EXERCISE AIM:
Repeat the part of the data that opens with the line containing "Target: black plastic chair" and closes with the line containing "(1039, 676)", both lines included, with nothing changed.

DATA SHOWN:
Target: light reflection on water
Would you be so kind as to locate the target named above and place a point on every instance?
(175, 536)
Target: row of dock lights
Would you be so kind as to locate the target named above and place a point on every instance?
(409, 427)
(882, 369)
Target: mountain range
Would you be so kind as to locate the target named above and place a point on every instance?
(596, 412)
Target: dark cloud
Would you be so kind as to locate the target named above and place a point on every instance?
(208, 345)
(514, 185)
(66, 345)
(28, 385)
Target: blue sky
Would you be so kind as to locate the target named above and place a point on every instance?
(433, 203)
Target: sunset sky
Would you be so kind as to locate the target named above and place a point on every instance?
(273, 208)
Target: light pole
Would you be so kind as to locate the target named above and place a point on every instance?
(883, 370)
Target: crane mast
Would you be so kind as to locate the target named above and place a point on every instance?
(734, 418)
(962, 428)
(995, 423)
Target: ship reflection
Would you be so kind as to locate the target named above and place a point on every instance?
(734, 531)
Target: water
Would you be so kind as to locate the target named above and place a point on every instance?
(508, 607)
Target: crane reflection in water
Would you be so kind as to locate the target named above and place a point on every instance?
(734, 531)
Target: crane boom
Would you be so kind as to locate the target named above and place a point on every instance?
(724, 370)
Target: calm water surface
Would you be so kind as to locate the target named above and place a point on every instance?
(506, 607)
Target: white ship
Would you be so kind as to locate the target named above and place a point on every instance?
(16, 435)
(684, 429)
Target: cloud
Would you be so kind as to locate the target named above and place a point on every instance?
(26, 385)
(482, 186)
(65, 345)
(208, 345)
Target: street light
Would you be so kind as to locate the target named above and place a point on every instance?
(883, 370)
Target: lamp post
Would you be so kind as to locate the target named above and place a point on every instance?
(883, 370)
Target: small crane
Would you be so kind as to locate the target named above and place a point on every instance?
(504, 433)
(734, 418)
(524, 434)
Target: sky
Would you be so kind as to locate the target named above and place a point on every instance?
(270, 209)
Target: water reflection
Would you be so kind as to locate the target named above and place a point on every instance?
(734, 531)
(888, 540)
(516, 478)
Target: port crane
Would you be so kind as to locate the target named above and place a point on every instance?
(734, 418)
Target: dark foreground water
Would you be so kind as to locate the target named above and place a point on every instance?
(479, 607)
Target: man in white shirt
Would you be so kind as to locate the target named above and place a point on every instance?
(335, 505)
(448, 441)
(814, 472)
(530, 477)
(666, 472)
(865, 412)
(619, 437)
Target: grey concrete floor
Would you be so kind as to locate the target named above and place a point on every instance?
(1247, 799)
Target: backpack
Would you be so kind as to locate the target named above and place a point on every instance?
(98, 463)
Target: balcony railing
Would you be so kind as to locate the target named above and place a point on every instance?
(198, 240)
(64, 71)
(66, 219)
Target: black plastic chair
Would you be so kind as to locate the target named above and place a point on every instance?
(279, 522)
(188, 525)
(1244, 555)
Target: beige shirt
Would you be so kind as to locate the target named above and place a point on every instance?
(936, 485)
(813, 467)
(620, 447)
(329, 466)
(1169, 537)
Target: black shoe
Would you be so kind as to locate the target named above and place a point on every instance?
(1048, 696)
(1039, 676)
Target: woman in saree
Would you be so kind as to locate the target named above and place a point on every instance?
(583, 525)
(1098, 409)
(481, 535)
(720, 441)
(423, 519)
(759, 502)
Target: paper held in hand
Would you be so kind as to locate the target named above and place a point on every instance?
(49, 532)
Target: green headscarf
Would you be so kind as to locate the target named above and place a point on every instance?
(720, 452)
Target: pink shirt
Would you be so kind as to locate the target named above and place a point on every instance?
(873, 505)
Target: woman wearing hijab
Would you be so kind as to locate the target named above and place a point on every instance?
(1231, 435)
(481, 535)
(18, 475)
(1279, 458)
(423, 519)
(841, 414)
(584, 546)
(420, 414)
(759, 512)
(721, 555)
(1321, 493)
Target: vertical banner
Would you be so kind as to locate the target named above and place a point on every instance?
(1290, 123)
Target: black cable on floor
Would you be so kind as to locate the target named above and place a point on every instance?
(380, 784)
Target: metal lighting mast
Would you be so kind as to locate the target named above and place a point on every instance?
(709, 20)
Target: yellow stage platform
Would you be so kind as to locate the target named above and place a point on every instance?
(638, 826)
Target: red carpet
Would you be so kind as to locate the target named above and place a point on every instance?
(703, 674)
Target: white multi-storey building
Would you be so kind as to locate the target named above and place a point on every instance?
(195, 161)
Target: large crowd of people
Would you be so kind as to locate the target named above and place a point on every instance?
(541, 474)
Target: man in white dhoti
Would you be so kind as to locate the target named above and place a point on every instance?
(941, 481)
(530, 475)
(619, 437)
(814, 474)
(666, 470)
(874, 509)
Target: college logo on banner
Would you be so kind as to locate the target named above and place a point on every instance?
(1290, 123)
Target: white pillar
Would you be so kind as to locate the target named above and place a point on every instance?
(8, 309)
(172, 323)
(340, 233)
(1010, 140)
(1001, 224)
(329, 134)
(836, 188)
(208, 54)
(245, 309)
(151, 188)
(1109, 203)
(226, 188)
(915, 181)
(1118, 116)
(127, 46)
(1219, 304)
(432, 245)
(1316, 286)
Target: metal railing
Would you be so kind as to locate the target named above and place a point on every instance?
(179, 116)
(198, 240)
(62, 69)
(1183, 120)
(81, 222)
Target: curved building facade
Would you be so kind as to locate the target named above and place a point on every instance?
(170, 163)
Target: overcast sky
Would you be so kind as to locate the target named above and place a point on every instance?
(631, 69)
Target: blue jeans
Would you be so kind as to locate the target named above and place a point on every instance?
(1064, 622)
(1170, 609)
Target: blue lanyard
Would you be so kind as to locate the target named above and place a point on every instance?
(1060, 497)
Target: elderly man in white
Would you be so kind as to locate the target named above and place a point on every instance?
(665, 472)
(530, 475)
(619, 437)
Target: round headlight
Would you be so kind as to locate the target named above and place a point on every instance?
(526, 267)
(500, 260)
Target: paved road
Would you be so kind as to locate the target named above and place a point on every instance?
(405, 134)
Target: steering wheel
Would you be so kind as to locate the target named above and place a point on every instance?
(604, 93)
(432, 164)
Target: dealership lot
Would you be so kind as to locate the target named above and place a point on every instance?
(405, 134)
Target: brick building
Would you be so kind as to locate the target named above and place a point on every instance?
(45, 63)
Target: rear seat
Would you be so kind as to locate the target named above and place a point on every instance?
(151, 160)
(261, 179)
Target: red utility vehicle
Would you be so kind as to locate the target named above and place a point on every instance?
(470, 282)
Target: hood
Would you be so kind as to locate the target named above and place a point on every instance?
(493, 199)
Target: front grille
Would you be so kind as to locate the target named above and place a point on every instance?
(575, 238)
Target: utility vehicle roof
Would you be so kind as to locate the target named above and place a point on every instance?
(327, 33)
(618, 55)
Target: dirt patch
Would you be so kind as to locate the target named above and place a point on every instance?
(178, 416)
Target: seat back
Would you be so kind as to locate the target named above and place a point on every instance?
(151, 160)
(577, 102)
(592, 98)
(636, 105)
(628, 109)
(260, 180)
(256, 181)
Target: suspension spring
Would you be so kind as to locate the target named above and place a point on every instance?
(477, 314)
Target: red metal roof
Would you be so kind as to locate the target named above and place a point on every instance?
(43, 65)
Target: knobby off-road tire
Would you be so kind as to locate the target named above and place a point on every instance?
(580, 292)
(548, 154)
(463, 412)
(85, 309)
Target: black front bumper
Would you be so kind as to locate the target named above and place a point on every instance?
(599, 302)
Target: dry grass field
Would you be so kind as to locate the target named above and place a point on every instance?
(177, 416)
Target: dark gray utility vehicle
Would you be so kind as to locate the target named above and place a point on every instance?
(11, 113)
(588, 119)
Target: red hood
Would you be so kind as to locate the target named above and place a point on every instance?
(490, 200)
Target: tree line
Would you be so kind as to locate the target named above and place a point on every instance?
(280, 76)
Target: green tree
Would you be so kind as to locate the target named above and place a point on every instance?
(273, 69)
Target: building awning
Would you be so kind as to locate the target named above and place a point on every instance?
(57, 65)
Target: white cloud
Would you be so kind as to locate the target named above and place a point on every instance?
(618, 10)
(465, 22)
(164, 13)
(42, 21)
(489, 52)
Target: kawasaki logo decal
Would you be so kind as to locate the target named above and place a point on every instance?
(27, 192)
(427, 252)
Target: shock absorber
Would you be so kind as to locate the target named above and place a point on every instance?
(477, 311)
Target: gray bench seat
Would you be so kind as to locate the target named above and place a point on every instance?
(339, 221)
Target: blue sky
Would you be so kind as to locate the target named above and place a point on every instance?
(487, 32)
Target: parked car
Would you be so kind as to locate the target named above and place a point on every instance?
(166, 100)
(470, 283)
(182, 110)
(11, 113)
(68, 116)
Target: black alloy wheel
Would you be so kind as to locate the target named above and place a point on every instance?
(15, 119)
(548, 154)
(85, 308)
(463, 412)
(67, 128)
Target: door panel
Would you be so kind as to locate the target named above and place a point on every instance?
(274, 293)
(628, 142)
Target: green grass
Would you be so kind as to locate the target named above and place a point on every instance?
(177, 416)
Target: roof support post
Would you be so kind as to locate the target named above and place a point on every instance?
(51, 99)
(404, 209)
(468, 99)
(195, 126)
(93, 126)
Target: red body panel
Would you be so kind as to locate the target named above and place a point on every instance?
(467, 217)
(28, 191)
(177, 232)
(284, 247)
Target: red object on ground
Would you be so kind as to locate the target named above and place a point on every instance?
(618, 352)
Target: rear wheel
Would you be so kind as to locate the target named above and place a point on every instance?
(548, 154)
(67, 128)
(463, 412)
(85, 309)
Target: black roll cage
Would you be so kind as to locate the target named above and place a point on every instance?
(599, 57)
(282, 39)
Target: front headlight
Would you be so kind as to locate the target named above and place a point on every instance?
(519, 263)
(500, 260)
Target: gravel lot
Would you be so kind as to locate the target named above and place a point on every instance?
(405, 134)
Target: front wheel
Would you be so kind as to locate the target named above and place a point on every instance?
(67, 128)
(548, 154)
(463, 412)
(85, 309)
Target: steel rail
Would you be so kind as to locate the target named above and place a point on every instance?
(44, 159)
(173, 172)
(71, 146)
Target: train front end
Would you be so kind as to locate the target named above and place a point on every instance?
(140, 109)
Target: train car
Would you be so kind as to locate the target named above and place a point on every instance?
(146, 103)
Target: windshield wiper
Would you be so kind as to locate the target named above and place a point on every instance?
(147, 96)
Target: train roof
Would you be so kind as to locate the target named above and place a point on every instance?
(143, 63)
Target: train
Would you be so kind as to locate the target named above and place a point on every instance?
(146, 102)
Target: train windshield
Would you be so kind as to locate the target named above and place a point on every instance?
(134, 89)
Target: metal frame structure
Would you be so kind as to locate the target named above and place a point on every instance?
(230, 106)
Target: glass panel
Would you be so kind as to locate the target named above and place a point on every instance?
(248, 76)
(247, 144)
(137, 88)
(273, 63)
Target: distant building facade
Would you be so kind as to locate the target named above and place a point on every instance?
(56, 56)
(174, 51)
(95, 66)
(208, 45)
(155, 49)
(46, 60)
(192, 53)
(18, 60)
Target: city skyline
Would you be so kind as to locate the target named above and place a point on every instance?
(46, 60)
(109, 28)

SOLUTION FOR THIS TASK:
Target: black plastic chair
Would you be so kind as to locate the target named above and place a point on every instance?
(279, 522)
(188, 525)
(1244, 555)
Target: beige shirt
Would you be so kind as to locate the target named above and place a point on every instance?
(936, 485)
(813, 467)
(620, 447)
(329, 466)
(1169, 537)
Target: black shoe
Would you be so kind as to locate the target named above and place a point on every instance?
(1048, 696)
(1039, 676)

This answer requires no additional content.